Catalog: Characterizing Faults, Errors, and Failures in Extreme-Scale Systems

US Department of Energy (DOE) leadership computing facilities are in the process of deploying extreme-scale high-performance computing (HPC) systems with the long-range goal of building exascale systems that perform more than a quintillion (a billion billion) operations per second. More powerful computers mean researchers can simulate biological, chemical, and other physical interactions with an unprecedented amount of realism. However, as HPC systems become more complex, system integrators, component manufacturers as well as computing facilities have to and are preparing for unique computing challenges. Of particular concern are occurrences of unfamiliar or more frequent faults in both hardware technologies and software applications that can lead to computational errors or system failures.

This project will help DOE computing facilities protect extreme-scale systems by characterizing potential faults and creating models that predict their propagation and impact. The Collaboration of Oak Ridge, Argonne and Lawrence Livermore National Laboratories (CORAL) is a private/public partnership that will stand up three extreme-scale systems in 2017/2018, each operating at about 150 to 200 petaflops, or nearly 10 times more power than the 27-petaflop Titan at Oak Ridge National Laboratory (currently the fastest system in the United States) and about a tenth of exascale power.

By monitoring hardware and software performance on current DOE systems, such as Titan, and applying the data to fault analysis and vulnerability studies, this effort will capture observed and inferred fault conditions and extrapolate this knowledge to CORAL and other extreme-scale systems. Using these analyses, the project team will create assessment tools, including a fault taxonomy and catalog as well as fault models, to provide computing facilities with a clear picture of the fault characteristics in DOE computing environments and inform technical and operational decisions to improve resilience. The catalog, models, and the software resulting from this project, will be made publicly available.

This research is funded by the Office of Advanced Scientific Computing Research, Office of Science,
U.S. Department of Energy – Resilience for Extreme Scale Supercomputing Systems Program.

In the News

2018-11-19: HPCwire: What’s New in HPC Research: Thrill for Big Data, Scaling Resilience and More
2018-09-18: What’s New in HPC Research: September (Part 1)
2018-08-05: inside HPC: Characterizing Faults, Errors and Failures in Extreme-Scale Computing Systems

Accomplishments

The to-date accomplishments of this project are:

• Developed a common taxonomy of faults, errors and failures in HPC systems
• Created a catalog and models of faults, errors and failures of:
  • 5 systems at the DOE’s Oak Ridge Leadership Computing Facility (OLCF) — Jaguar XT4, Jaguar XT5, Jaguar XK6, Titan and Eos
  • Network errors and failures in OLCF's Titan supercomputer
  • GPGPU soft errors and the interplay between temperature, power and GPGPU soft errors in OLCF's Titan supercomputer
  • the Mira system at the DOE’s Argonne Leadership Computing Facility (ALCF)

PROBLEMS TO WORK ON:
1. Reproduce the fault catalog project description word for word, starting with "By monitoring hardware" and going on through "made publicly available.".
2. Answer these questions using the fault catalog project description:
(a) How many extreme-scale systems will CORAL stand up in 2017/2018?
(b) Which office funds the research?
(c) Which system at the Argonne Leadership Computing Facility is covered by the catalog and models?

INFORMATION PROVIDED:

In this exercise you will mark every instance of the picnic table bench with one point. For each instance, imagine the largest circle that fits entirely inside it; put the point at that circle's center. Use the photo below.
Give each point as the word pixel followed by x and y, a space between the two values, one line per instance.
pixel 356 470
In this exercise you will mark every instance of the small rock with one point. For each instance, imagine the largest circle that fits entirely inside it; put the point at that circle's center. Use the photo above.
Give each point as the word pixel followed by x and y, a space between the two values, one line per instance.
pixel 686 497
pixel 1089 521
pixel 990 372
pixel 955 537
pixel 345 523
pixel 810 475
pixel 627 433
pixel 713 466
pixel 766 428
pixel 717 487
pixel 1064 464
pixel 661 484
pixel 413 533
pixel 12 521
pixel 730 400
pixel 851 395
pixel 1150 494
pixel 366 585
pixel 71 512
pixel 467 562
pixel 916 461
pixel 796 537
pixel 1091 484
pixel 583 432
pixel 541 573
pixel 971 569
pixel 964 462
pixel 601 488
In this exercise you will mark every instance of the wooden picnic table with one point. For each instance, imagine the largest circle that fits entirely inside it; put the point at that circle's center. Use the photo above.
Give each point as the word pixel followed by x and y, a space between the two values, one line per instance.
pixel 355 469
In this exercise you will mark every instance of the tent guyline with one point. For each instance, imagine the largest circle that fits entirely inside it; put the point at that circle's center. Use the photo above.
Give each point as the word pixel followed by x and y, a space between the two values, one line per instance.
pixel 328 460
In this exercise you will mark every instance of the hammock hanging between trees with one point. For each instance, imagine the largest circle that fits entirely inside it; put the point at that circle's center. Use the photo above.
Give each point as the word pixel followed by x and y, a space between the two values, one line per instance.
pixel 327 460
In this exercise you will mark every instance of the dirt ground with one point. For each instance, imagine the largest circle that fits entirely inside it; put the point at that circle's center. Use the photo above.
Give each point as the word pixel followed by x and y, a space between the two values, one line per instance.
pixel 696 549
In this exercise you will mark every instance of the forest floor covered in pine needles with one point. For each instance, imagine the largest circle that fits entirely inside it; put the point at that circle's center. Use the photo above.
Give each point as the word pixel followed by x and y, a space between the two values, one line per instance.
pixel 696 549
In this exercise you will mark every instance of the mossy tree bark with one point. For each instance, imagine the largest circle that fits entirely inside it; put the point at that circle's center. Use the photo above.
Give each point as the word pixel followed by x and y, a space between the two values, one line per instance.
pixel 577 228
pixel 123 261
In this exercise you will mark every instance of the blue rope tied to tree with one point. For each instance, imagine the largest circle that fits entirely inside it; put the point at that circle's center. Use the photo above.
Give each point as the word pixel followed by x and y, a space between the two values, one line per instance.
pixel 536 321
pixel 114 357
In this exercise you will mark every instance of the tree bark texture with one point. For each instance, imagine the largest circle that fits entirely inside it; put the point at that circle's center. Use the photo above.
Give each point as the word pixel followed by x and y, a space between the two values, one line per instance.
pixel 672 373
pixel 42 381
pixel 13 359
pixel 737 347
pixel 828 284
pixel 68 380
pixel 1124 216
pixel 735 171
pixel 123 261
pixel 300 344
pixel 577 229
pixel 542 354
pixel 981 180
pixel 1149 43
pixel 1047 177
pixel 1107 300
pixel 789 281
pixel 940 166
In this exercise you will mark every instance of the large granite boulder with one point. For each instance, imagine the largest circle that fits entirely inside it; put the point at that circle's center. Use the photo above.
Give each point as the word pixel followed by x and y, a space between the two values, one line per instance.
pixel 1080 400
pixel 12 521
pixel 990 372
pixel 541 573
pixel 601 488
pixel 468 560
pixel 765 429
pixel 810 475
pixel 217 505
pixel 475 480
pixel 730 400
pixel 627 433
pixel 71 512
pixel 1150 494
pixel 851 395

RESULTS OF THE TASKS:
1.
By monitoring hardware and software performance on current DOE systems, such as Titan, and applying the data to fault analysis and vulnerability studies, this effort will capture observed and inferred fault conditions and extrapolate this knowledge to CORAL and other extreme-scale systems. Using these analyses, the project team will create assessment tools, including a fault taxonomy and catalog as well as fault models, to provide computing facilities with a clear picture of the fault characteristics in DOE computing environments and inform technical and operational decisions to improve resilience. The catalog, models, and the software resulting from this project, will be made publicly available.

2.
(a) Three.
(b) The Office of Advanced Scientific Computing Research, Office of Science, U.S. Department of Energy.
(c) The Mira system.